No jokers in Jol's hand

Posted by Phil Mison

Clive Rose/Getty ImagesDimitar Berbatov's self-indulgent display Wednesday fell flat, mirroring Fulham's recent descent in the table

Whichever way you slice the cake post-Christmas, and we've been sounding alarm bells on this blog now since October, you have to say the current crisis at Fulham is proving a real test of faith.

You would not expect a bruiser like Martin Jol to express defeatism, that's not how big-time managers operate, but you don't need to call Old Mother Hubbard to see the Cottage cupboard is bare. Not that we Fulham fans haven't been here before. Perhaps because Fulham's results of autumn promised a false dawn, we are feeling the pain more keenly at the end of 2012. The optimistic sentiment afforded the gaffer over the first 12 months of his reign while Jol unveiled his blueprint for turning Fulham FC into top-six contenders now has a hollow ring. The emperor is looking immodestly naked.

Further evidence of just how far this squad has gone backwards since August arrived came on Boxing Day with the Whites' inability to take all three points off Southampton. And while it is one thing to bemoan the handicaps of suspension and injuries for the hammering at Liverpool, best not to try and pull the wool over our eyes for the totally unacceptable surrender at QPR. We fans are too wise for that.

I didn't see the game Boxing Day. Just as well, as it sounded like yet another car-crash display of confused tactics, players not good enough in key positions, surrendering a lead late on yet again. The team leaving the field before a full house to a chorus of booing at what we used to call "Fortress Fulham" to relegation candidates Southampton tells me all I need to know. I see no point in going over the failings in the present set-up, we all read the comments to this site.

Every other Fulham forum is now reflecting increased alarm at the rapid descent towards the drop zone, while criticism of the manager is reaching a crescendo. Further comment just means tramping over the same old ground.

> Dataset content
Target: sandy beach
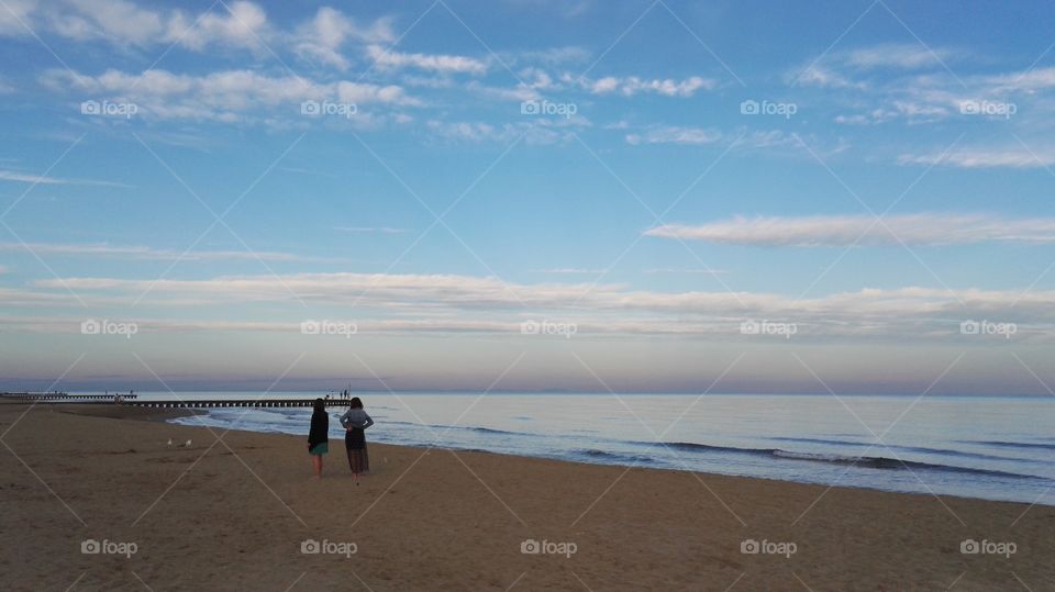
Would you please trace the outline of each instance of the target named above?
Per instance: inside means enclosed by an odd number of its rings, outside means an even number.
[[[1048,506],[382,445],[355,487],[160,418],[0,404],[4,590],[1055,589]]]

> Stated goal 1
In the Fulham blog post, why does the writer think fans are feeling the pain more keenly at the end of 2012? Answer in one to three sentences.
> Stated goal 2
Continue the Fulham blog post after its final sentence.

> Reply 1
The writer suggests that Fulham's autumn results promised a false dawn. That raised hopes the team has since failed to live up to.

> Reply 2
What can be done by the board to prevent a slide into the Championship? Although the past two seasons the side faced a new year with less points than now, and was even closer to the bottom three, I had more faith in the personnel available then to turn things around than I do now. Next week Jol enters his fourth transfer window having to skip down to the CEO’s office setting out his case yet again for more funds from Mo’s ample wallet to reinforce the side. His track record to date does not inspire confidence.

The executives at Fulham find themselves in an odious position. The current team have looked like prime candidates for relegation over the past 10 games. Dare I suggest the game is up with our Dutch manager and he has lost - or is very close to - losing the team? Tactics were never Jol’s strong point, but there is a despair presently in both his formation tinkering and post-match comments.

Here I see Jol’s aura week by week diminishing in a manner rarely applied to Roy Hodgson or Mark Hughes. Why the difference? Both previous incumbents had but one window effectively to apply their balm on a wounded Fulham. No sooner had Hughes slipped into the hot seat than he lost his England striker to a snapped ankle. So we played half-a-season with a makeshift forward line where Clint Dempsey really earned his spurs.

Jol started 2011 in similar vein, though it was his decision to unsettle Bobby Zamora and drive him from the club, a coded message for the rest of the 30-plus club. But if you recall, the last-minute loan gamble on Andre-Pierre Gignac fell through, and with Orlando Sa little more than ballast, Fulham paid the price by tossing away progress in the Europa Cup in slapdash manner.

To Jol’s credit, by luck or design, Fulham did land Pavel Pogrebnyak in the January 2012 window, and his instant impact lifted the side as Fulham played their best football of the campaign in the last third of the season. Do you see the same happening a year on?

The misery we are suffering now has its seeds in last summer. In some respects the strong finish to the season, sterling displays from Mousa Dembele, Mahamadou Diarra’s arrival and Clint’s goals, glossed over the shortfall the club got from new signings – Marcel Gecov, Pajtim Kasami and Bryan Ruiz had negligible impact on results overall. More core members of the old guard were shipped out last summer. At the time that seemed appropriate action.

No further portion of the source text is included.